- **What to produce**
In the text on sports gambling threats, how much credit does the caller from Dallas say one bookie gave in bets?

- **Given text**
·····
I personally have had my own instances with, you know, some of the sports gamblers where, you know, they got my telephone number and were sending me, you know, crazy messages about, you know, where I live and my kids and all that stuff. So it is a dangerous game and a fine line that we're walking for sure. It brings added pressure. It brings, you know, a distraction to the game that can be difficult for players, coaches, referees, you know, everybody that's involved in it. We really have to be careful, you know, with how close we let it get to the game and the security of the people who are involved in it because, again, it does carry a weight. You know, a lot of times the people who are gambling like this money, you know, pays their light bill or plays their rent and then the emotions that come from that. So I do think we're walking a very fine line and we have to be extremely careful in protecting everybody who's involved. He's getting threats to his family over how the Cavaliers perform. He's not even the dude that's on the court. That's crazy.

But it's what happens when a big game goes south. How often do we hear about athletes receiving death threats on social media? On Twitter, ALawRadio, also on our Facebook page After Hours with Amy Lawrence, 855-212-4227. Tony's in Dallas. Tony, what do you think? Oh, I'm telling you, producer Jay was right from the start. It was a Tony making the bets. I'm telling you. I know you don't think so, Amy. So why do you think so?

I'm going to tell you why I say that. You got bookies that will lose their life for taking bets when people don't have enough money. You are a public figure that's assumed to make so much money. How much credit do you think a bookie will give you?

No more than maybe $500,000. This guy gave this guy $4 million of credit in bets. He's not giving no Joe Blow that kind of credit. He's giving it to a Tony because a Tony got the money. Good point.
·····
- **Dataset content**
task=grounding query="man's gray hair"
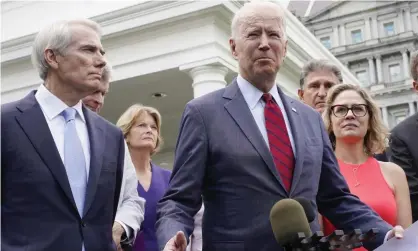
·····
- **Full response**
$4 million.